Document passage Start Marker

YOUNG REPORTER – I am Monica, Young Reporter from the City-Province of Kinshasa. As you all know, every October 15, the world celebrates hand washing day. Discover the celebrations organized in Kinshasa.
15 October: a very important day
In Kinshasa, the day of the 15th of October has raised awareness and reminded people just how important the small gesture of washing hand is so critically important because by simply washing hands an infinite number of human lives can be consequently saved.
Guests at the ceremony held at Ngamanzo Primary School, a small village in Maluku commune, my friends and I took the opportunity to get our message across. We pleaded with the authorities whom were present and sensitized our peers on the issue of hand washing.
Just so you know, the village of Ngamanzo is located on the banks of the Congo River, on the eastern outskirts of Kinshasa. A child had recently been a victim of the cholera epidemic, a “dirty hands” disease. The choice of this small village re-assures us all and shows that the children whom have been victims have not been forgotten and have not died in vain. Ngamanzo Primary School has 400 student pupils, 65.6% of whom are girls.
Why must children have to be the victims?
In our advocacy message to the authorities, we asked two questions that we found to be very important. First of all, is it the fault of the children when they do not have access to healthy sources of water points? Secondly, is it the children’s fault if community members are not sufficiently informed about the importance of hand washing?
Like students at Ngamanzo Primary School, you will definitely answer “No”! So why are children having to pay the price because adults forget or refuse to act in accordance with their commitments?

Document passage End Marker

# Exercise objective
Reproduce the Kinshasa hand washing day text above in full, word for word.

Entries provided Start Marker

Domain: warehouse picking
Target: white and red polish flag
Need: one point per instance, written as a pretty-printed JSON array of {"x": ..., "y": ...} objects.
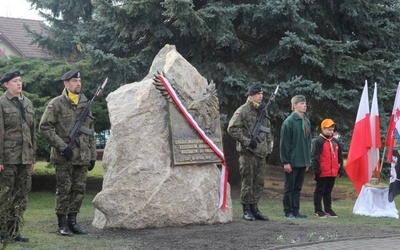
[
  {"x": 373, "y": 153},
  {"x": 393, "y": 144},
  {"x": 357, "y": 160},
  {"x": 392, "y": 125},
  {"x": 224, "y": 171}
]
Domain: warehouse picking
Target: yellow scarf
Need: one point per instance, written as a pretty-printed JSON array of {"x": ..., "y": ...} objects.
[
  {"x": 329, "y": 140},
  {"x": 74, "y": 97},
  {"x": 256, "y": 104}
]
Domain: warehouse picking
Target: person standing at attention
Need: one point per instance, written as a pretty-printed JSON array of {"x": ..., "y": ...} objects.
[
  {"x": 295, "y": 147},
  {"x": 72, "y": 159},
  {"x": 326, "y": 165},
  {"x": 17, "y": 155},
  {"x": 252, "y": 152}
]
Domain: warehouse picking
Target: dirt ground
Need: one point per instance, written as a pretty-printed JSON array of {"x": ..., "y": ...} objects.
[{"x": 241, "y": 234}]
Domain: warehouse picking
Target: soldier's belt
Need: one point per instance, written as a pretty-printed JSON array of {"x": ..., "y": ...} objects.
[
  {"x": 86, "y": 130},
  {"x": 265, "y": 129}
]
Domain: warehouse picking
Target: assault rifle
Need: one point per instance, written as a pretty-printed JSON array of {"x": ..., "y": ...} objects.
[
  {"x": 73, "y": 134},
  {"x": 258, "y": 127}
]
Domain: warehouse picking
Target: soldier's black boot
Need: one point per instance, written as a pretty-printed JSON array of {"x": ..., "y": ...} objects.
[
  {"x": 63, "y": 229},
  {"x": 20, "y": 238},
  {"x": 73, "y": 226},
  {"x": 247, "y": 215},
  {"x": 257, "y": 214}
]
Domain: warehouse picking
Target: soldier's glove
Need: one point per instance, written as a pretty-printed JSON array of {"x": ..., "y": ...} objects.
[
  {"x": 67, "y": 152},
  {"x": 262, "y": 106},
  {"x": 341, "y": 172},
  {"x": 253, "y": 143},
  {"x": 91, "y": 165}
]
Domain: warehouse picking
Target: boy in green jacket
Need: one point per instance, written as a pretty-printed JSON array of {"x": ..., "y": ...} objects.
[{"x": 295, "y": 146}]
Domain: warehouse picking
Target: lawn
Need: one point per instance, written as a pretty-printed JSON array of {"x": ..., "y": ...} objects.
[{"x": 41, "y": 221}]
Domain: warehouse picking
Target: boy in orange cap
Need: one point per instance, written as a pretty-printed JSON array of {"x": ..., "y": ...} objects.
[{"x": 326, "y": 165}]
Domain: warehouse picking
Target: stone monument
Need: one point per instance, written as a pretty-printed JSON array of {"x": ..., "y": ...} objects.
[{"x": 157, "y": 171}]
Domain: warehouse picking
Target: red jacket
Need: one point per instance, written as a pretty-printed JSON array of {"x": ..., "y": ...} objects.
[{"x": 326, "y": 156}]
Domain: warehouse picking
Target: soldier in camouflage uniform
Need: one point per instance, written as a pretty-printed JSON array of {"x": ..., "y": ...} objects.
[
  {"x": 17, "y": 155},
  {"x": 252, "y": 153},
  {"x": 72, "y": 162}
]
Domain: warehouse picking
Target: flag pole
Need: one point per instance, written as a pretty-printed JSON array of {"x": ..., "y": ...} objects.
[{"x": 380, "y": 169}]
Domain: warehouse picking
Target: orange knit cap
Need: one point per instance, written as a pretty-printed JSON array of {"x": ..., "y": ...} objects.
[{"x": 327, "y": 123}]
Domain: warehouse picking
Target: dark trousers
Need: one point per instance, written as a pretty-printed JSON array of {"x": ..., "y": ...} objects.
[
  {"x": 71, "y": 187},
  {"x": 323, "y": 191},
  {"x": 252, "y": 173},
  {"x": 292, "y": 187}
]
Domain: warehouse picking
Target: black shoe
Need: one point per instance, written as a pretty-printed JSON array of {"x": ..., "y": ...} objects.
[
  {"x": 257, "y": 214},
  {"x": 76, "y": 229},
  {"x": 290, "y": 216},
  {"x": 300, "y": 216},
  {"x": 20, "y": 238},
  {"x": 247, "y": 214},
  {"x": 331, "y": 214},
  {"x": 73, "y": 225},
  {"x": 320, "y": 214},
  {"x": 64, "y": 231}
]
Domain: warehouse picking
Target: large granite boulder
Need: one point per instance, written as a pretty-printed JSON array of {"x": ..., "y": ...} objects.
[{"x": 141, "y": 187}]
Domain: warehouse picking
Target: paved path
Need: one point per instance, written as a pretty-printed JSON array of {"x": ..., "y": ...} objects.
[{"x": 381, "y": 243}]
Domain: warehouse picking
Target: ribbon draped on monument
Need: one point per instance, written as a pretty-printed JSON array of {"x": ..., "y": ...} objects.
[{"x": 210, "y": 143}]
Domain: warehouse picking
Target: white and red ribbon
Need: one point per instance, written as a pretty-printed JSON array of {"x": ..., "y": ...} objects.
[{"x": 193, "y": 123}]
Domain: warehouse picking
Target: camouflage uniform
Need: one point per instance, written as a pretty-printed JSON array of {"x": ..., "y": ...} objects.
[
  {"x": 252, "y": 165},
  {"x": 56, "y": 123},
  {"x": 17, "y": 154}
]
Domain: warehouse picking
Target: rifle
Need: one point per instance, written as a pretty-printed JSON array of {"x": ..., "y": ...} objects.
[
  {"x": 73, "y": 134},
  {"x": 258, "y": 127}
]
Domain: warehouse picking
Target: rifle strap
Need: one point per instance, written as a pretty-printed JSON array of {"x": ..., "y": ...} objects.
[{"x": 86, "y": 130}]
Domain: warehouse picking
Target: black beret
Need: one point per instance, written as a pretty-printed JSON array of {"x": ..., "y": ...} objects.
[
  {"x": 254, "y": 89},
  {"x": 298, "y": 98},
  {"x": 9, "y": 75},
  {"x": 71, "y": 74}
]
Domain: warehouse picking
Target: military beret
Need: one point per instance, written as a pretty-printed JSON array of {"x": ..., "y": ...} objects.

Entries provided End Marker

# Answer space
YOUNG REPORTER – I am Monica, Young Reporter from the City-Province of Kinshasa. As you all know, every October 15, the world celebrates hand washing day. Discover the celebrations organized in Kinshasa.
15 October: a very important day
In Kinshasa, the day of the 15th of October has raised awareness and reminded people just how important the small gesture of washing hand is so critically important because by simply washing hands an infinite number of human lives can be consequently saved.
Guests at the ceremony held at Ngamanzo Primary School, a small village in Maluku commune, my friends and I took the opportunity to get our message across. We pleaded with the authorities whom were present and sensitized our peers on the issue of hand washing.
Just so you know, the village of Ngamanzo is located on the banks of the Congo River, on the eastern outskirts of Kinshasa. A child had recently been a victim of the cholera epidemic, a “dirty hands” disease. The choice of this small village re-assures us all and shows that the children whom have been victims have not been forgotten and have not died in vain. Ngamanzo Primary School has 400 student pupils, 65.6% of whom are girls.
Why must children have to be the victims?
In our advocacy message to the authorities, we asked two questions that we found to be very important. First of all, is it the fault of the children when they do not have access to healthy sources of water points? Secondly, is it the children’s fault if community members are not sufficiently informed about the importance of hand washing?
Like students at Ngamanzo Primary School, you will definitely answer “No”! So why are children having to pay the price because adults forget or refuse to act in accordance with their commitments?